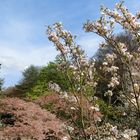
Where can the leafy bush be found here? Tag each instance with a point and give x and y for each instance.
(25, 120)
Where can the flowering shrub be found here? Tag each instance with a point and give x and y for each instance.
(82, 73)
(25, 120)
(105, 28)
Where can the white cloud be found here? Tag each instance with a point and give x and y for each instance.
(17, 50)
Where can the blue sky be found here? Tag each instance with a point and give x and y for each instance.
(22, 30)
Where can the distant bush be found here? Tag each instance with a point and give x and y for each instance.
(25, 120)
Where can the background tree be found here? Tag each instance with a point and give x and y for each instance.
(30, 77)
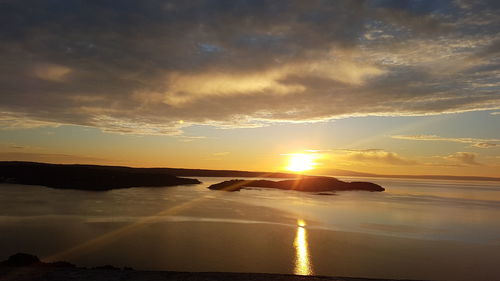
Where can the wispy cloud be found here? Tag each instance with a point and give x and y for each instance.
(377, 156)
(465, 158)
(242, 63)
(481, 143)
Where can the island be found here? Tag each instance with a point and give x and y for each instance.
(308, 184)
(86, 177)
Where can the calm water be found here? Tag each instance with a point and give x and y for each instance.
(420, 229)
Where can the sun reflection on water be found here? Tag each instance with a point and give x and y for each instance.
(302, 259)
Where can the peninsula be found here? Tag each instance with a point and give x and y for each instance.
(308, 184)
(86, 177)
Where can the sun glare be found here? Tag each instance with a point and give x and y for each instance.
(300, 162)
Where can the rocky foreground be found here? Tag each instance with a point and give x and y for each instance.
(25, 267)
(308, 184)
(86, 177)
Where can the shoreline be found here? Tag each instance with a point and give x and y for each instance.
(39, 273)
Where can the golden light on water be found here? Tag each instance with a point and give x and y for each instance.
(302, 258)
(300, 162)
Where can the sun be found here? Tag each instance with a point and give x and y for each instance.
(301, 162)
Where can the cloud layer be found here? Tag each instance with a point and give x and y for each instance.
(481, 143)
(153, 67)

EXERCISE ::
Arrange all of the data above as a Markdown table with two columns, "Row" for the row number and "Line" for each line, skipping blank lines. Leave the pictures out of the table.

ANSWER FOR THE TASK ::
| Row | Line |
|---|---|
| 1 | Where can the leafy bush be found here? Tag each instance with a point and give x and y for each instance. |
| 2 | (25, 120) |
| 3 | Where can the flowering shrub be found here? Tag each instance with a point and give x and y for each instance. |
| 4 | (82, 73) |
| 5 | (25, 120) |
| 6 | (105, 28) |
| 7 | Where can the white cloud be found here? Tag each instance with a point and give x and y for each instance. |
| 8 | (17, 50) |
| 9 | Where can the blue sky be found here? Tag each instance with a point and give x and y for each instance. |
| 10 | (22, 30) |
| 11 | Where can the distant bush be found here? Tag each instance with a point and give x and y for each instance. |
| 12 | (25, 120) |
| 13 | Where can the background tree be found here? Tag each instance with a point and give x and y for each instance. |
| 14 | (30, 77) |
| 15 | Where can the wispy cloud be found here? Tag each instance with a point and give x and y for each instance. |
| 16 | (377, 156) |
| 17 | (465, 158) |
| 18 | (242, 63) |
| 19 | (481, 143) |
| 20 | Where can the island be found here? Tag each instance with a point and give x and y for each instance. |
| 21 | (308, 184) |
| 22 | (86, 177) |
| 23 | Where can the calm water be found here? Tag each instance with a point and give x and y for each instance. |
| 24 | (420, 229) |
| 25 | Where can the sun reflection on water be found here? Tag each instance with a point and give x and y for each instance. |
| 26 | (302, 259) |
| 27 | Where can the peninsula be found here? Tag each instance with a point and give x and y for each instance. |
| 28 | (308, 184) |
| 29 | (86, 177) |
| 30 | Where can the sun glare be found here? Tag each instance with a point and give x and y for each instance. |
| 31 | (300, 162) |
| 32 | Where can the rocky foreground be found here? Tag each instance with a point and give x and y for each instance. |
| 33 | (25, 267) |
| 34 | (308, 184) |
| 35 | (86, 177) |
| 36 | Where can the shoreline be found here? Tag each instance with a point and give x and y for each instance. |
| 37 | (39, 273) |
| 38 | Where can the golden light on water be found here? Tag each instance with a point and give x and y for each instance. |
| 39 | (302, 258) |
| 40 | (300, 162) |
| 41 | Where can the sun be found here? Tag each instance with a point and give x and y for each instance. |
| 42 | (301, 162) |
| 43 | Where can the cloud layer be found here? Tag each instance with a point and give x and y for each instance. |
| 44 | (481, 143) |
| 45 | (153, 67) |